EXERCISE INSTRUCTIONS. Arrange every line of the entries below as a Markdown table with the columns "Row" and "Line", numbering each row and skipping blank lines. Leave the pictures out of the table.

RECORDS SHOWN.
[BEGIN]
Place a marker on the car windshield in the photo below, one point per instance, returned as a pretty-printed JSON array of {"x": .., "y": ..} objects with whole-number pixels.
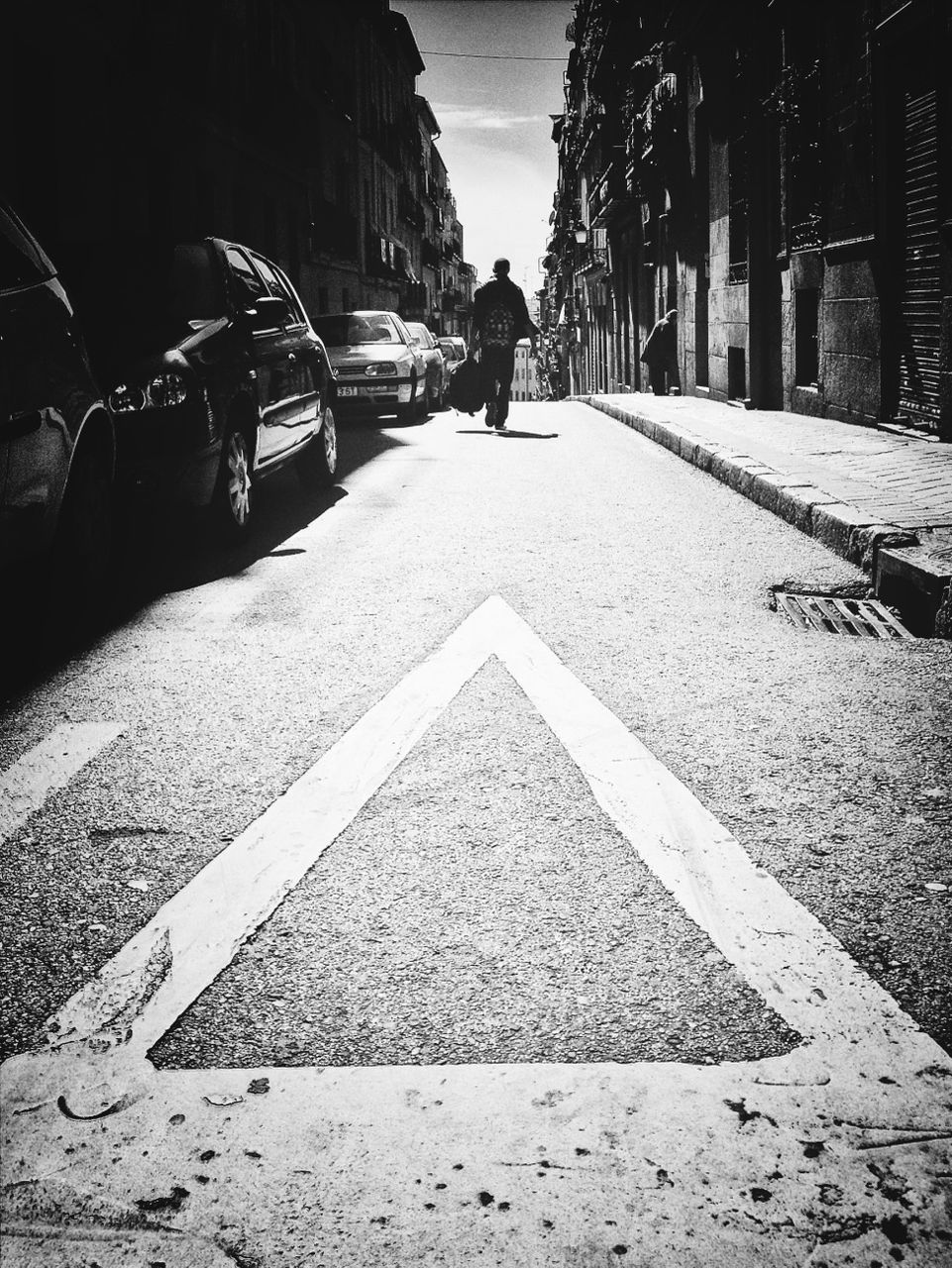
[
  {"x": 140, "y": 298},
  {"x": 341, "y": 330}
]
[END]
COMPLETE RESPONSE.
| Row | Line |
|---|---|
| 1 | Place a marker on the car windshield in the photo below, one point per instance, returned as a pretty-printed JSON array of {"x": .., "y": ..} objects with whole-number pixels. |
| 2 | [ |
| 3 |   {"x": 140, "y": 298}, |
| 4 |   {"x": 341, "y": 330} |
| 5 | ] |